- _풀어야 할 과제_
A - 변수 중요도 추론 글에 따르면, 예전에는 'dark art'로 여겨지던 EIF의 유도를 간단하게 만들어 준 것은 무엇인가요?
B - 변수 중요도 추론 글에서 "전통적인 통계적 방법론의"에서 시작해 "(모형이 필요하지 않음)"로 끝나는 부분을 그대로 옮겨 적으세요.
C - 변수 중요도 추론 글을 마지막 문장 다음부터 이어서 써 나가세요.

- _문서 본문_

Inference on Variable Importance Measure 1편

4 minute read

참조논문

Demystifying statistical learning based on efficient influence functions

Semiparametric doubly robust targeted double machine learning: a review

A General Framework for Inference on Algorithm-Agnostic Variable Importance

변수의 중요도에 대한 통계적 추론 (Inference on Variable Importance Measure (VIM))

Introduction

전통적인 통계적 방법론:
1. 모형 설정
2. 하나 이상의 계수에 대한 추정
3. 추정된 계수에 대한 불확실성 측정 (신뢰구간 등)
전통적인 통계적 방법론의 한계:
1. 쉽게 해석 가능한 모형을 얻기 위해 지나치게 간단한 모형을 사용하여, 모형의 misspecification 문제가 발생
2. 선택된 모형에 의존하여 모형의 계수의 의미와 정의가 결정됨
사전 정의된 비모수 추정치: 데이터로부터 추론하고 싶은 것을 표현할 수 있는 관측된 데이터 분포의 함수 형태 (모형이 필요하지 않음)
- Efficient Influence Function (EIF)의 통계적 성질에 의존
- EIF의 유도가 이전에는 ‘dark art’로 여겨졌지만, Gateaux derivative 덕분에 간단하게 유도할 수 있게 되었다!

통계적 방법론의 변화

과거: 모형을 수립하고 검증
현재: 관심있는 과학적 질문과 연결될 수 있는 추정치를 선택
- 데이터가 얻어지기 전에 분석이 가능하다!

추론 절차

Step 1. 관심있는 추정치를 정의

기호

$Y$: 관심있는 결과 값 (값이 클수록 더 좋다는 것을 의미)
$X$: 설명변수
$A \in {0, 1}$: 이진 treatment
treatment rule $f: \mathcal{X} \mapsto {0, 1}$
- $X$의 값에 의존하여 $A$의 값을 결정
관측된 데이터의 구조: $Z := (X, A, Y) \sim P_0$ where $P_0$ is the true distribution
- 데이터 생성 분포 $P_0$는 오직 충분히 큰 분포들의 클래스 $\mathcal{M}$에 속한다는 것만 알려져 있음

VIM의 정의

$s \subseteq {1, \cdots, p}$: 설명변수의 부분집합 (importance를 측정하고자 하는 대상)

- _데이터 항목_
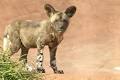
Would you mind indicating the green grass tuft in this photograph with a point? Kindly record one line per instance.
(10, 70)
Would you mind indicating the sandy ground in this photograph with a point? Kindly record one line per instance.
(90, 49)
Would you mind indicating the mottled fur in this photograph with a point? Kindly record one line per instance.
(26, 34)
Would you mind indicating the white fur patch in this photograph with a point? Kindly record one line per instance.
(117, 68)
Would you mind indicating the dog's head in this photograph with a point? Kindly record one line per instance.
(59, 19)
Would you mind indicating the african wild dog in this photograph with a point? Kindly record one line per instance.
(26, 34)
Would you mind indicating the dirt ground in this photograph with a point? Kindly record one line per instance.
(91, 46)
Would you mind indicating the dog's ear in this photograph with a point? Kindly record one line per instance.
(70, 11)
(49, 9)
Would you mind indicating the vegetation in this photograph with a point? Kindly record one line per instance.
(11, 70)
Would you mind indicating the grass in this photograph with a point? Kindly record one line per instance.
(11, 70)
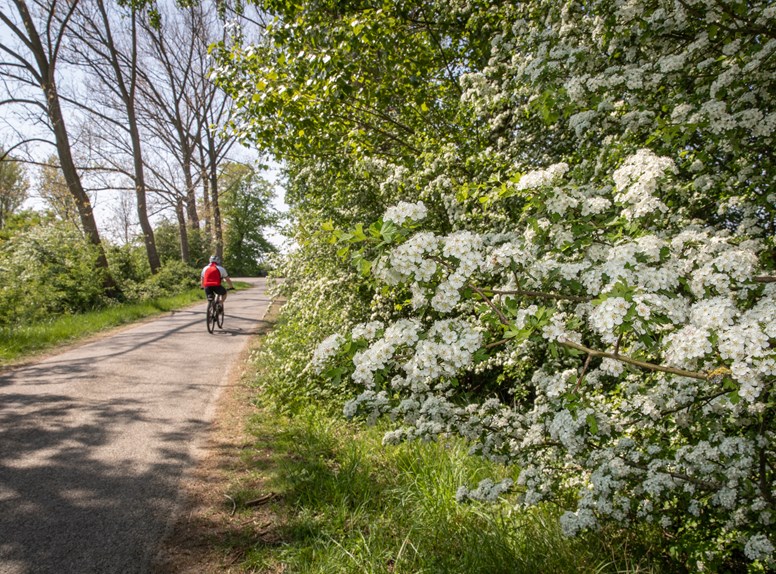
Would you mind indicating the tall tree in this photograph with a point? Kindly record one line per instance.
(246, 202)
(52, 189)
(30, 48)
(13, 187)
(112, 57)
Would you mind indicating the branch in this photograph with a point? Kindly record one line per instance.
(541, 295)
(680, 475)
(635, 362)
(481, 293)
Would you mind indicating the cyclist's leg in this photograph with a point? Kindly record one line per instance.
(221, 290)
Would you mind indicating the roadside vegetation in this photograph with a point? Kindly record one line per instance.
(52, 291)
(349, 504)
(546, 229)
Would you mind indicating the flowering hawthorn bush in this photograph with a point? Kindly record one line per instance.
(574, 267)
(652, 395)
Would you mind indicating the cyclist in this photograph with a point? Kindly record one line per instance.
(211, 277)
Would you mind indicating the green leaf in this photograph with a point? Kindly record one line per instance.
(592, 423)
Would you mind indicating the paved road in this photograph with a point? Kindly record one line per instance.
(94, 441)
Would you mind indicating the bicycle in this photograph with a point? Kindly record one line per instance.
(215, 312)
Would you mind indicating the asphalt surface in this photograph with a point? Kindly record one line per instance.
(94, 441)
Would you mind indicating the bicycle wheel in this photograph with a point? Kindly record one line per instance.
(211, 315)
(220, 315)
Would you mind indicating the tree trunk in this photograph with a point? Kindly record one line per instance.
(128, 93)
(183, 230)
(218, 238)
(191, 195)
(46, 70)
(205, 192)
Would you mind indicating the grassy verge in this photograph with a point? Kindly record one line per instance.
(345, 503)
(315, 494)
(27, 340)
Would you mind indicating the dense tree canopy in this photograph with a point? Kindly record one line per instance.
(562, 221)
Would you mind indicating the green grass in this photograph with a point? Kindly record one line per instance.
(28, 340)
(350, 505)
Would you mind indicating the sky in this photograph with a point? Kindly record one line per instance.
(105, 201)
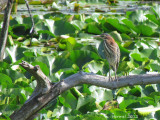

- _과제별 답변_
A - Gateaux derivative입니다.

B -
전통적인 통계적 방법론의 한계:
1. 쉽게 해석 가능한 모형을 얻기 위해 지나치게 간단한 모형을 사용하여, 모형의 misspecification 문제가 발생
2. 선택된 모형에 의존하여 모형의 계수의 의미와 정의가 결정됨
사전 정의된 비모수 추정치: 데이터로부터 추론하고 싶은 것을 표현할 수 있는 관측된 데이터 분포의 함수 형태 (모형이 필요하지 않음)

C -
a rich class $\mathcal{F}$ of functions from $\mathcal{X}$ to ${0, 1}$
\[\mathcal{F}_s := \{f \in \mathcal{F}: f(u) = f(v) \textrm{ for all } u, v \in \mathcal{X} \textrm{ satisfying } u_{-s} = v_{-s}\}\]

: $s$에 의존하지 않는 함수들로 구성된 집합

$u_{-s}$ denote the elements of $u$ with index not in $s$
예측력의 측도 (Potential Outcome Mean): $V(f, P) := \mathbb{E}_P[Y(f(X))] = \mathbb{E}_P[Q_P(f(X), X)]$
- where $Q_P(a, x) := \mathbb{E}_P[Y \vert A=a, X=x]$ under the usual identifying assumptions
$f_0 = \arg\max_{f \in \mathcal{F}} V(f, P_0)$: the oracle prediction function within $\mathcal{F}$ under $P_0$ relative to $V$
$f_{0,s} = \arg\max_{f \in \mathcal{F}_s} V(f, P_0)$
목표: VIM $\psi_{0,s} := V(f_0, P_0) - V(f_{0,s}, P_0) \geq 0$에 대해서 통계적 추론을 하자!
- 변수 $X_s$의 population-level 중요도: 전체 설명변수 $X$에서 $X_s$를 제외하였을 때 잃게되는 oracle 예측도의 감소량
- 감소량이 클수록 해당 변수가 중요하다는 것을 의미함!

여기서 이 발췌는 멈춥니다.